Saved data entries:
◇ ◇ ◇ ◇ ◇ ◇ ◇

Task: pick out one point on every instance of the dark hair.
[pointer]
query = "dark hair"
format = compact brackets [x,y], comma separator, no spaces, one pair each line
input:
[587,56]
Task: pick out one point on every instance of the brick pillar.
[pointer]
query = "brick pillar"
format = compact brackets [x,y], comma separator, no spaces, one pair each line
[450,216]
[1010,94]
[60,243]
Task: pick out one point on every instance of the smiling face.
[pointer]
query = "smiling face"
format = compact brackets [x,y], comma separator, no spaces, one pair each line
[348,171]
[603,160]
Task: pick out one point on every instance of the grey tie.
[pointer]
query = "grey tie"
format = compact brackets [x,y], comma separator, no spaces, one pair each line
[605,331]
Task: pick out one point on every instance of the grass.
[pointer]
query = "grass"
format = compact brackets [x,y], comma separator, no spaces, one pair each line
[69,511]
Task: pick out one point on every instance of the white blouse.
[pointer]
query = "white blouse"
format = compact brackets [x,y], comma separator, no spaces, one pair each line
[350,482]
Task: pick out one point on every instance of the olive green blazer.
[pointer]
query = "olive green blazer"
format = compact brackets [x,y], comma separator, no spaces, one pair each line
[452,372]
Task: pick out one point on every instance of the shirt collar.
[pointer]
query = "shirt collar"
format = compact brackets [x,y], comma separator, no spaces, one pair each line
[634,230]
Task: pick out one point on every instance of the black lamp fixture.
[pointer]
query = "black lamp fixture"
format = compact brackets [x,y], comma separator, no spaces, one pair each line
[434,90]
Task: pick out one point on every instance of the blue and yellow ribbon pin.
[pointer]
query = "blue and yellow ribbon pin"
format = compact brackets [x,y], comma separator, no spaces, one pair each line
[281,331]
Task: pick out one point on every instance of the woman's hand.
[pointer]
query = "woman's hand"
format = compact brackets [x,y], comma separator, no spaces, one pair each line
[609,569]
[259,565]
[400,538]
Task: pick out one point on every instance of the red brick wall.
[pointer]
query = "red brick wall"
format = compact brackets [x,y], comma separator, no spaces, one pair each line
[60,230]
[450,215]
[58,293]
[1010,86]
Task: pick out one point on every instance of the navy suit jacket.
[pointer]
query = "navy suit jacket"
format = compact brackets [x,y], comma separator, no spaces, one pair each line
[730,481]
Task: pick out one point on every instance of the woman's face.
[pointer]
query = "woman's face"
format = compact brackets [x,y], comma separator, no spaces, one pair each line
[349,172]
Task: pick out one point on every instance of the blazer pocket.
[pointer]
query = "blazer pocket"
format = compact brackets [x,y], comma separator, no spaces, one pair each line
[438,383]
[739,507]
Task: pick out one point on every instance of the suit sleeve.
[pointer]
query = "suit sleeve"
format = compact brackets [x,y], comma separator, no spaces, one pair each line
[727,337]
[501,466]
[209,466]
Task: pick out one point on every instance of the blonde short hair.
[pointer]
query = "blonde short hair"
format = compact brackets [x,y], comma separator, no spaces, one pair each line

◇ ◇ ◇ ◇ ◇ ◇ ◇

**TASK DIRECTIONS**
Nothing but the lines from the line with "Task: pick out one point on every instance of the red" to the last line of the listing above should appear; please retype them exactly, both ends included.

**REPLY**
Task: pick out one point on every instance of the red brick wall.
[pointer]
query = "red brick wall"
format = compact brackets [x,y], comma separator, no spaces, one pair each line
[60,230]
[450,215]
[58,293]
[1010,86]
Task: pick out one point on every instance of the navy suit jacket.
[pointer]
query = "navy suit jacket"
format = compact brackets [x,y], comma separator, no spaces, one pair each line
[730,481]
Task: pick out one point on every instance of the woman's face.
[pointer]
query = "woman's face"
format = compact brackets [x,y], comma separator, no spaces, one pair each line
[349,172]
Task: pick out one point on every instance of the blazer pocket.
[pointer]
query = "blazer pocket"
format = compact brackets [x,y], comma separator, no spaces, one pair each line
[438,383]
[739,507]
Task: pick out one point on every instance of the suit sleeve.
[pointer]
query = "suit sleeve"
format = compact brackets [x,y], comma separator, no spaces, one pair each line
[727,337]
[501,466]
[209,466]
Task: pick out one point on every instance of the blonde short hair.
[pointer]
query = "blonde short hair"
format = compact brackets [x,y], comma separator, no spaces, one pair each line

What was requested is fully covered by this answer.